— START OF PROVIDED TEXT —

So much of youth culture is about not being smart. It's not cool. But kids want learning easy and fast (at least my teen at home does) and no matter how entertaining or relevant you make curriculum, it takes work.

There are plenty of things you can point to as wrong with Chinese teaching starting with its roteness. But as more Chinese students learn English and come to the U.S. for college or grad school (or their universities and grad schools seek to emulate the U.S.), they might not stay in that rut. I saw on ESPN that the Chinese have now brought teams to the world cheerleading championships (stop laughing) who were terrible the first year and then, by their second year of competion, could bring it on. The Chinese may not be great innovators at this point but boy, when they put their mind to something, watch out. And I think that's Mr. Kristof's point.

Whither the Alliance?

Thise editorial was in today's Times about the Alliance for Education.

I had wondered myself about what happened to the Alliance who was so front and center during Superintendent Olchefske's tenure. I remember when the Alliance came about under John Stanford and thinking, "Now that's a good idea to get buy-in, help and feedback from different organizations." But the Alliance seemed to be more business-oriented than an umbrella organization and soon was allowed privileges that no other group had (like sitting in on meetings that the general public was not allowed at).

After the elections 4 years ago, I thought that Alliance would not be happy with the Board makeup and, as time went by and they were less visible, thought it was true. But, with any organization, I'm sure there was a lot going on. It will be interesting to see what their relationship will be with the new superintendent.

Monday, May 28, 2007

New From Crosscuts

A Comeback Scenario for Seattle Schools, a new article in Crosscuts by David Brewster has some fair forecasting along with some tired old bromides about the Board. He calls Mary Bass and Sally Soriano, "the least-corrigible dissidents" (I wonder who would be the most). He made me laugh with his description of Maria Goodloe-Johnson:

"Maria Goodloe-Johnson, from Charleston, S.C., Country Schools (an urban-suburban blend), came across as crisp, tough, almost gleefully confrontationist in the Chow mode. She looks like the overt reformer, which raises the question of whether, after she skewers some sacred cows, the board would stand behind her."

— END OF PROVIDED TEXT —
— START OF ITEMS —

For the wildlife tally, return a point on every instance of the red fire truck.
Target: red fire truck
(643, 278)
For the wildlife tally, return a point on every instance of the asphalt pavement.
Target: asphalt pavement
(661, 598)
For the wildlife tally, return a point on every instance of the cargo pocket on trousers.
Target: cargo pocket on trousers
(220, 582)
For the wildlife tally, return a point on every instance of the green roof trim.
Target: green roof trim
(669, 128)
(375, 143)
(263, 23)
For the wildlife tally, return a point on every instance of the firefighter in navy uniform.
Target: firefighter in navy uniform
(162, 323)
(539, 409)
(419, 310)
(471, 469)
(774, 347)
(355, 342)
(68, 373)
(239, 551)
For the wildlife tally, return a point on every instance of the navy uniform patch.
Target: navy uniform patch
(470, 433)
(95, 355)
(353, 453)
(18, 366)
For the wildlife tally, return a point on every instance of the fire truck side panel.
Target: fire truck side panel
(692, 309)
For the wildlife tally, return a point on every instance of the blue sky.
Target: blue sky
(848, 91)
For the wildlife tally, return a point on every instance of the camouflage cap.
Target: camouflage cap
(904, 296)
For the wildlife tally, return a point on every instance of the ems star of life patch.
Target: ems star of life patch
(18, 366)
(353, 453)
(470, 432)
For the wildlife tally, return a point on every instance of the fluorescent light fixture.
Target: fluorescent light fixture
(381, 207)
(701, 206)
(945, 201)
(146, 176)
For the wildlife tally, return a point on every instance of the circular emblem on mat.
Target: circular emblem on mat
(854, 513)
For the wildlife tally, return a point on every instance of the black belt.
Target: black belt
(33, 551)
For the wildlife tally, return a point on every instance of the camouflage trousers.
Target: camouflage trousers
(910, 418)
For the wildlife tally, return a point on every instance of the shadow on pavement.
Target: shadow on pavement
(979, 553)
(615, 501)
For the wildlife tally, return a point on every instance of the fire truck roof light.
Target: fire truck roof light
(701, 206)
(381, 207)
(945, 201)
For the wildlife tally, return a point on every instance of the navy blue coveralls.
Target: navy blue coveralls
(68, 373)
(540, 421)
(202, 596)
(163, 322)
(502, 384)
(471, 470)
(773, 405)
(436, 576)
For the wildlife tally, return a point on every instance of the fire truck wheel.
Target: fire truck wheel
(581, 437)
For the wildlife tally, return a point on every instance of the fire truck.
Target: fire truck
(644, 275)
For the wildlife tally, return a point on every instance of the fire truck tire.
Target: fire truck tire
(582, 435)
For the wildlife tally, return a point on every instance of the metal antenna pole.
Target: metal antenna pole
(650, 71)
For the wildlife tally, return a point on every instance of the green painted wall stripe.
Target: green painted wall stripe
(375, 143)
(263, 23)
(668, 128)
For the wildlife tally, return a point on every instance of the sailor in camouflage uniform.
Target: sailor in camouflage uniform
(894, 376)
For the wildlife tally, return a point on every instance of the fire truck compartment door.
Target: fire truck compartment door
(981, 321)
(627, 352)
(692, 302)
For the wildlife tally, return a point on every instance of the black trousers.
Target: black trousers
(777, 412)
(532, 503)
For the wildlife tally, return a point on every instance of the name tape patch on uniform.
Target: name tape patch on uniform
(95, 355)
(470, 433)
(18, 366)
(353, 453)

— END OF ITEMS —

**WRITTEN INSTRUCTION 1:**
In the Seattle schools post, whom does David Brewster call "the least-corrigible dissidents"?
**WRITTEN INSTRUCTION 2:**
Please print the part of the Seattle schools post that opens with the words containing "There are plenty" and closes with "Alliance for Education.".
**WRITTEN INSTRUCTION 3:**
Render this sentence from the Seattle schools post in Spanish: "It will be interesting to see what their relationship will be with the new superintendent."

**TASK ANSWER 1:**
Mary Bass and Sally Soriano.

**TASK ANSWER 2:**
There are plenty of things you can point to as wrong with Chinese teaching starting with its roteness. But as more Chinese students learn English and come to the U.S. for college or grad school (or their universities and grad schools seek to emulate the U.S.), they might not stay in that rut. I saw on ESPN that the Chinese have now brought teams to the world cheerleading championships (stop laughing) who were terrible the first year and then, by their second year of competion, could bring it on. The Chinese may not be great innovators at this point but boy, when they put their mind to something, watch out. And I think that's Mr. Kristof's point.

Whither the Alliance?

Thise editorial was in today's Times about the Alliance for Education.

**TASK ANSWER 3:**
Será interesante ver cuál será su relación con el nuevo superintendente.